_Extract_
◆ ◆ ◆ ◆ ◆ ◆ ◆

The honest point is sharper: inside a protected political workplace in central London, MPs can buy a pint at prices that are ordinary by national standards and low by London standards, while many ordinary workers would be disciplined for drinking at work at all.
That is where the story sits.
The double standard
The issue is not one pint after a long day.
The issue is whether Parliament has built a workplace culture around exceptions. MPs work strange hours. They wait around between votes. Many are away from home. The job can be stressful and lonely. Those things are true.
But they are not unique.
Nurses work long hours. Cleaners work long hours. Carers work long hours. Drivers work long hours. Hospitality staff work long hours. Security staff work long hours. People on low pay also deal with stress, fatigue, loneliness, and pressure.
They do not usually get workplace drinking explained as culture.
They get rules.
That is why the defence of Parliament’s drinking culture sounds so weak. It asks the public to see MPs as special workers, with special pressures, special habits, and special permissions. But Parliament is the place where rules for everyone else are made.
If Parliament expects sober judgement from a bus driver, a nurse, a police officer, a warehouse worker, or a council employee, it should expect sober judgement from the people voting on the laws too.
The price is not the scandal
The price comparison matters because it makes the class question visible.
A person in Manchester, Leeds, York, Bradford, or Doncaster pays pub prices in the real economy. Their wages, rents, bills, travel costs, food prices, and tax bills are not softened by being inside the Palace of Westminster.
Meanwhile, Parliament can discuss ordinary people’s hardship inside a building where drinking at work is still treated as normal enough to defend.
That does not prove every MP is drunk. It does not mean every MP who drinks is corrupt. It does not mean alcohol is the only problem in Parliament.

◆ ◆ ◆ ◆ ◆ ◆ ◆

_Required work_
**1.** According to the piece on Parliament's drinking culture, why does the defence of that culture sound so weak? Answer in one to three sentences.
**2.** Please extract from the piece on Parliament's drinking culture the part that opens with the words containing "A person in" and closes with "enough to defend.".
The records that come next were taken from a different source.

_The data_
◆ ◆ ◆ ◆ ◆ ◆ ◆

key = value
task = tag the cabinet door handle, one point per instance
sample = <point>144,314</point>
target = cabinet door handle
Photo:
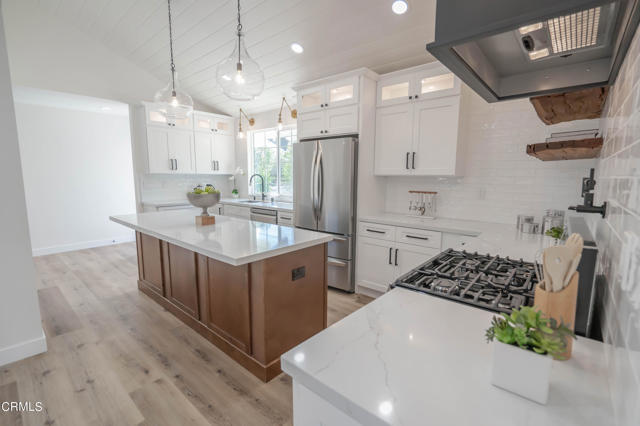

◆ ◆ ◆ ◆ ◆ ◆ ◆

_Activity answers_
**1.** It sounds weak because it asks the public to see MPs as special workers with special pressures, special habits, and special permissions. Yet Parliament is the place where the rules for everyone else are made.

**2.**
A person in Manchester, Leeds, York, Bradford, or Doncaster pays pub prices in the real economy. Their wages, rents, bills, travel costs, food prices, and tax bills are not softened by being inside the Palace of Westminster.
Meanwhile, Parliament can discuss ordinary people’s hardship inside a building where drinking at work is still treated as normal enough to defend.